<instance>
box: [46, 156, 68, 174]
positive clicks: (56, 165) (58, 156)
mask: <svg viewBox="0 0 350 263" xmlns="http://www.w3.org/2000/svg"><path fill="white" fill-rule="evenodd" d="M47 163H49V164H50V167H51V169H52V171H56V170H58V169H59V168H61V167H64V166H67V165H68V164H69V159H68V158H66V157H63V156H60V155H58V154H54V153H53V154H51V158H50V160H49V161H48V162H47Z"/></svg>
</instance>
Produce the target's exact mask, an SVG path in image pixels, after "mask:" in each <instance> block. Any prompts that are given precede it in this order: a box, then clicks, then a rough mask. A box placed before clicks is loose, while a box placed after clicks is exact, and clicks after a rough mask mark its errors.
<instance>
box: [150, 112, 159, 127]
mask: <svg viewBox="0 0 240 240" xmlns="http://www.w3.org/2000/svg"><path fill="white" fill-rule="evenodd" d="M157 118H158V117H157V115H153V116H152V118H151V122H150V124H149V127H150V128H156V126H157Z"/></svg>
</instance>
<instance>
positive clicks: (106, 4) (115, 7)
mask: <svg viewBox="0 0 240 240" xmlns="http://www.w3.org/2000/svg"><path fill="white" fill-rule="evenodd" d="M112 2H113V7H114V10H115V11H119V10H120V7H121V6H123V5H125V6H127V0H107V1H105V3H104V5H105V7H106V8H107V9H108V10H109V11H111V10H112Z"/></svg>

┄┄┄┄┄┄┄┄┄┄

Convert every line of the material above into a Markdown table with the columns Line No. and Content, numbering the rows in order and skipping blank lines.

Written answer:
| Line No. | Content |
|---|---|
| 1 | <instance> |
| 2 | box: [46, 156, 68, 174] |
| 3 | positive clicks: (56, 165) (58, 156) |
| 4 | mask: <svg viewBox="0 0 350 263" xmlns="http://www.w3.org/2000/svg"><path fill="white" fill-rule="evenodd" d="M47 163H49V164H50V167H51V169H52V171H56V170H58V169H59V168H61V167H64V166H67V165H68V164H69V159H68V158H66V157H63V156H60V155H58V154H54V153H53V154H51V158H50V160H49V161H48V162H47Z"/></svg> |
| 5 | </instance> |
| 6 | Produce the target's exact mask, an SVG path in image pixels, after "mask:" in each <instance> block. Any prompts that are given precede it in this order: a box, then clicks, then a rough mask. A box placed before clicks is loose, while a box placed after clicks is exact, and clicks after a rough mask mark its errors. |
| 7 | <instance> |
| 8 | box: [150, 112, 159, 127] |
| 9 | mask: <svg viewBox="0 0 240 240" xmlns="http://www.w3.org/2000/svg"><path fill="white" fill-rule="evenodd" d="M157 118H158V117H157V115H153V116H152V118H151V122H150V124H149V127H150V128H156V126H157Z"/></svg> |
| 10 | </instance> |
| 11 | <instance> |
| 12 | positive clicks: (106, 4) (115, 7) |
| 13 | mask: <svg viewBox="0 0 240 240" xmlns="http://www.w3.org/2000/svg"><path fill="white" fill-rule="evenodd" d="M112 2H113V7H114V10H115V11H119V10H120V7H121V6H123V5H125V6H127V0H107V1H105V3H104V5H105V7H106V8H107V9H108V10H109V11H111V10H112Z"/></svg> |